RECORDS FOR THIS TASK:
# # # # #

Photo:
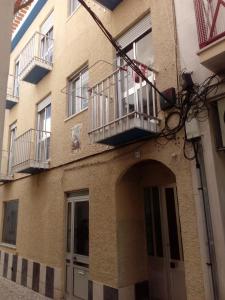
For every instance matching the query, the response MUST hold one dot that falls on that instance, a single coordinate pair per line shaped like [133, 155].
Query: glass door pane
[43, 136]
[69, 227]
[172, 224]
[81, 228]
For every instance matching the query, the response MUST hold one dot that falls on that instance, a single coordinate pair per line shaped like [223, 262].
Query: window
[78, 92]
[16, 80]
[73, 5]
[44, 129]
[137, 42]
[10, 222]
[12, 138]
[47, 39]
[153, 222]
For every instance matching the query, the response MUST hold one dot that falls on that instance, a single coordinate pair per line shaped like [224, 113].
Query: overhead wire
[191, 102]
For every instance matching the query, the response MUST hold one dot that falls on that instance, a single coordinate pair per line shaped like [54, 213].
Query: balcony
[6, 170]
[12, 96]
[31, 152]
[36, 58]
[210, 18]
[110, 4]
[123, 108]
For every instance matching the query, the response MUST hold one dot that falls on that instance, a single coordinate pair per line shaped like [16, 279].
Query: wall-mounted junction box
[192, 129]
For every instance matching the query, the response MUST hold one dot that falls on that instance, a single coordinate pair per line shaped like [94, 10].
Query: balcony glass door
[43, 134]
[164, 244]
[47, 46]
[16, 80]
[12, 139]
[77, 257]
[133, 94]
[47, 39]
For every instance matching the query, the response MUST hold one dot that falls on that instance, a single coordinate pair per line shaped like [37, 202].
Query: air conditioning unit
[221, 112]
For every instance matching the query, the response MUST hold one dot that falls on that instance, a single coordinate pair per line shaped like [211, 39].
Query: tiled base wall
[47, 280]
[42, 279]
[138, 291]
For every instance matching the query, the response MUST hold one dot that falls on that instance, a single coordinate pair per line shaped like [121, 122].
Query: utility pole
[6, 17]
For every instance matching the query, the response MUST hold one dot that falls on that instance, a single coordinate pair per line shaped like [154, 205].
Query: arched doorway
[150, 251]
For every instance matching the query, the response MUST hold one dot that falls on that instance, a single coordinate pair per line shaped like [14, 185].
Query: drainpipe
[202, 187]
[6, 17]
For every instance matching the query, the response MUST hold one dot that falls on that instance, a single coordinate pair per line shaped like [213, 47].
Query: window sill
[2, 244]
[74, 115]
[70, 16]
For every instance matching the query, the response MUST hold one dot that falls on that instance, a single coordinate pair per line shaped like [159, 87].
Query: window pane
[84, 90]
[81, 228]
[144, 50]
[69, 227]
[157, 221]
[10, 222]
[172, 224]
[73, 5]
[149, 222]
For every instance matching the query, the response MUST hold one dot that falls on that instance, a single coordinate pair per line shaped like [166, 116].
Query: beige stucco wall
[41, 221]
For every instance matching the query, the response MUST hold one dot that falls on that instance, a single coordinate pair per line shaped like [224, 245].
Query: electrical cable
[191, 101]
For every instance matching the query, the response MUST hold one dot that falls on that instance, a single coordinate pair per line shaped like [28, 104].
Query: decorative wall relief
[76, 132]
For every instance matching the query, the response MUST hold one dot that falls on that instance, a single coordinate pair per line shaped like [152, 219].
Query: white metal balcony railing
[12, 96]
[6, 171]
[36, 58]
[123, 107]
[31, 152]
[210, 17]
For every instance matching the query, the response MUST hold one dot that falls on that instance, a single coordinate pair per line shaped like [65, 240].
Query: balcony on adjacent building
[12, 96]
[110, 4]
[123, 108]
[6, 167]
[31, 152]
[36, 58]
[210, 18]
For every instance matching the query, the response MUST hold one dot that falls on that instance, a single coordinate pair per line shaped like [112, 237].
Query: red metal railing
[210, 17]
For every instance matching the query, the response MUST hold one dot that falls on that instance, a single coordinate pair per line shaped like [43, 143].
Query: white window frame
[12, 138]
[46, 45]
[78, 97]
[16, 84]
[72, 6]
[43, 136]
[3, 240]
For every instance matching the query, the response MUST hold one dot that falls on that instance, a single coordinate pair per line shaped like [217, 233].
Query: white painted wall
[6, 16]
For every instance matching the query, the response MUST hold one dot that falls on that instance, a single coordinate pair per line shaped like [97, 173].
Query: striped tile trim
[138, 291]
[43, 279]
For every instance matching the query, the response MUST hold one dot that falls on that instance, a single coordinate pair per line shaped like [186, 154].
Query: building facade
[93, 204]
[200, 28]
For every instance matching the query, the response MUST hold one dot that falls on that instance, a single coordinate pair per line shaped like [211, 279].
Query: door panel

# # # # #

INSTRUCTIONS FOR THE TASK: Rewrite every line of the data in full, from the line containing "like [217, 233]." through the end of the data. Change only the answer coordinates: multiply each by 1.3 and round to a whole number, with halves rounded up.

SOLUTION TO THE PROBLEM:
For every instance matching the query, the response MUST hold one dot that falls on that instance, a single coordinate pair per line shaped like [217, 233].
Query: white painted wall
[8, 21]
For every instance matching the query, the response MUST hold one dot that falls on that instance, a single coordinate pair per line shaped like [97, 173].
Query: striped tile trim
[179, 378]
[56, 363]
For every instance matching the query, the response MUST hold one dot that falls on that instance, a single coordinate pair per line shaped like [186, 154].
Query: building facade
[121, 265]
[260, 36]
For every instance matching the query, the response MUST hold one dot that falls on that instance, a single coordinate pair per line shaped like [211, 279].
Query: door panel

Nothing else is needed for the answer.